» ASSIGNMENT:
Set down each line of the data exactly, but not the pictures.

──────────

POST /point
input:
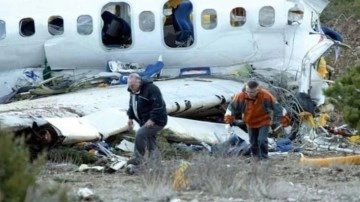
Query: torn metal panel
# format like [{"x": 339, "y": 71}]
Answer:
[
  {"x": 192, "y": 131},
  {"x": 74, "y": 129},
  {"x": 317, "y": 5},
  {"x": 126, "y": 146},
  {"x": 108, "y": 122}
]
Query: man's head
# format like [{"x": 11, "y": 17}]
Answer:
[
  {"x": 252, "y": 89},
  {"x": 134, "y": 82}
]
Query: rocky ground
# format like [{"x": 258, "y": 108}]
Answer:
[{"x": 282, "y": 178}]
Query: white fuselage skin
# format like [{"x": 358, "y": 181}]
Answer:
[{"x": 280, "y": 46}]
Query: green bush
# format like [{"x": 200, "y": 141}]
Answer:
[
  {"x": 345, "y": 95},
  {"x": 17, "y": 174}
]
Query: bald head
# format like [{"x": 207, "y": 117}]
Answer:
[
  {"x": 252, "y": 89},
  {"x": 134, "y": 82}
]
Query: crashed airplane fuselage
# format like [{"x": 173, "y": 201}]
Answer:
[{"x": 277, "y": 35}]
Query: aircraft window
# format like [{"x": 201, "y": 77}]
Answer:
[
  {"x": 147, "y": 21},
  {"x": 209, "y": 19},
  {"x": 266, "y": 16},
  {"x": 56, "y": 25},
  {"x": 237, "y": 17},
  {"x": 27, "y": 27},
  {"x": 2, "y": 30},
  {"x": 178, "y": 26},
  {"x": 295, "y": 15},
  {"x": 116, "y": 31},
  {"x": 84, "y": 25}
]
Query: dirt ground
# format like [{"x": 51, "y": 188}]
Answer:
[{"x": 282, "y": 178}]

──────────

» SOLUTION:
POST /point
input:
Query: torn metal panel
# format like [{"x": 339, "y": 71}]
Answer:
[
  {"x": 192, "y": 131},
  {"x": 74, "y": 129},
  {"x": 317, "y": 5},
  {"x": 126, "y": 146},
  {"x": 108, "y": 122}
]
Query: man's head
# format like [{"x": 11, "y": 17}]
Answer:
[
  {"x": 252, "y": 89},
  {"x": 134, "y": 82}
]
Query: rocky ground
# format like [{"x": 258, "y": 108}]
Answer:
[{"x": 282, "y": 178}]
Query: white fuselage skin
# format like [{"x": 358, "y": 181}]
Answer:
[{"x": 280, "y": 46}]
Query: green bush
# format like [{"x": 200, "y": 141}]
Answer:
[
  {"x": 345, "y": 95},
  {"x": 17, "y": 174}
]
Query: bald head
# format like [{"x": 207, "y": 117}]
Answer:
[
  {"x": 252, "y": 89},
  {"x": 134, "y": 82}
]
Query: crashed airplane fuselage
# format like [{"x": 173, "y": 201}]
Answer:
[{"x": 277, "y": 35}]
Query: aircraft window
# format like [{"x": 201, "y": 77}]
Answer:
[
  {"x": 147, "y": 21},
  {"x": 209, "y": 19},
  {"x": 266, "y": 16},
  {"x": 56, "y": 25},
  {"x": 237, "y": 17},
  {"x": 27, "y": 27},
  {"x": 2, "y": 30},
  {"x": 178, "y": 26},
  {"x": 295, "y": 15},
  {"x": 116, "y": 31},
  {"x": 84, "y": 25}
]
Query: dirt ground
# format like [{"x": 51, "y": 188}]
Answer:
[{"x": 282, "y": 178}]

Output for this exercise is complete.